Extrait du texte
****************
Deux livraisons quotidiennes tout droit venues du champ, l’une d’herbe, l’autre de maïs. Pendant l’été, l’animation est constante à la table de la stabulation de Jérôme Tardif et le service bénéficie d’un certain standing! Le troupeau d’une bonne cinquantaine de laitières savoure ainsi du maïs frais pour la troisième campagne. C’est loin d’être la dernière, c’est une certitude. L’éleveur vient d’investir environ 10 000 € pour cette tâche d’astreinte qu’il effectue pendant quelques semaines.
Le but, c’est d’en affourrager le plus longtemps possible
«Cette année, j’ai commencé le 1er août.» Puis l’ensileuse connaît une panne. Il faut dire que l’outil récupéré chez ses beaux parents n’aurait pas juré dans la collection d’un musée. «Le problème c’était de trouver des pièces», enchaîne Jérôme pour justifier l’achat d’une remplaçante neuve qu’il trouve dans le Doubs. «Ça n’a fait qu’avancer l’investissement» que l’éleveur avait de toute façon planifié à plus ou moins long terme. «J’avais le choix entre deux marques et j’ai pris celle-ci parce qu’ils pouvaient me livrer rapidement.»
****************
Matériel fourni
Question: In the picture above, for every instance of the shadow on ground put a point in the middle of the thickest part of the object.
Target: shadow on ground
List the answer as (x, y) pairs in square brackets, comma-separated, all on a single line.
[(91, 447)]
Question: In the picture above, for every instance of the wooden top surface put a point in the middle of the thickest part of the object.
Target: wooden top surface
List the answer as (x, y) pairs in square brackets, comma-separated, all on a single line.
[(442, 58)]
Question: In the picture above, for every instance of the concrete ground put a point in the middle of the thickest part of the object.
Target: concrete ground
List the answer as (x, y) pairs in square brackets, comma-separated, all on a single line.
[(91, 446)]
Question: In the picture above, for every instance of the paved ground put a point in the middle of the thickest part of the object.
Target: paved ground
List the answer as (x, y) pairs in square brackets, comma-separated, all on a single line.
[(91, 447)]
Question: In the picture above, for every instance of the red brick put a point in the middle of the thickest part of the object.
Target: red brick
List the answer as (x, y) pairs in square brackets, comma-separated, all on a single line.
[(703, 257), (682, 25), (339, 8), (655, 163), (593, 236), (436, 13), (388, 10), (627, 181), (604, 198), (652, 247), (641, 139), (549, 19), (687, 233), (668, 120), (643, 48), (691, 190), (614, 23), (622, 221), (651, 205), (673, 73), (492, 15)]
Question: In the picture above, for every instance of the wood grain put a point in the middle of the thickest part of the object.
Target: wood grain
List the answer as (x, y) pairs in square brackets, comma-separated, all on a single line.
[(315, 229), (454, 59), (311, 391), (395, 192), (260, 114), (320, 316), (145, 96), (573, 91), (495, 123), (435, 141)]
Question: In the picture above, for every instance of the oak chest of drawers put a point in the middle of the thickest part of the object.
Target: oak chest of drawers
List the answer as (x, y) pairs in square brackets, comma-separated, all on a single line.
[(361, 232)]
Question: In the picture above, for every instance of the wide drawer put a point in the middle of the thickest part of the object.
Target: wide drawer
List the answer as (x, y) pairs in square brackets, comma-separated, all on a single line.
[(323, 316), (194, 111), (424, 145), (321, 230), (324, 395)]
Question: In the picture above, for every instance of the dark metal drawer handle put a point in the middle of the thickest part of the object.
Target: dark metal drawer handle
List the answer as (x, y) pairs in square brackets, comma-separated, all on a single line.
****************
Travail à réaliser
Dans l'extrait sur l'affouragement en maïs frais, à quelle date Jérôme Tardif a-t-il commencé cette année ? Le matériel fourni n'est pas nécessaire ici.

Réponse à l'exercice
Le 1er août.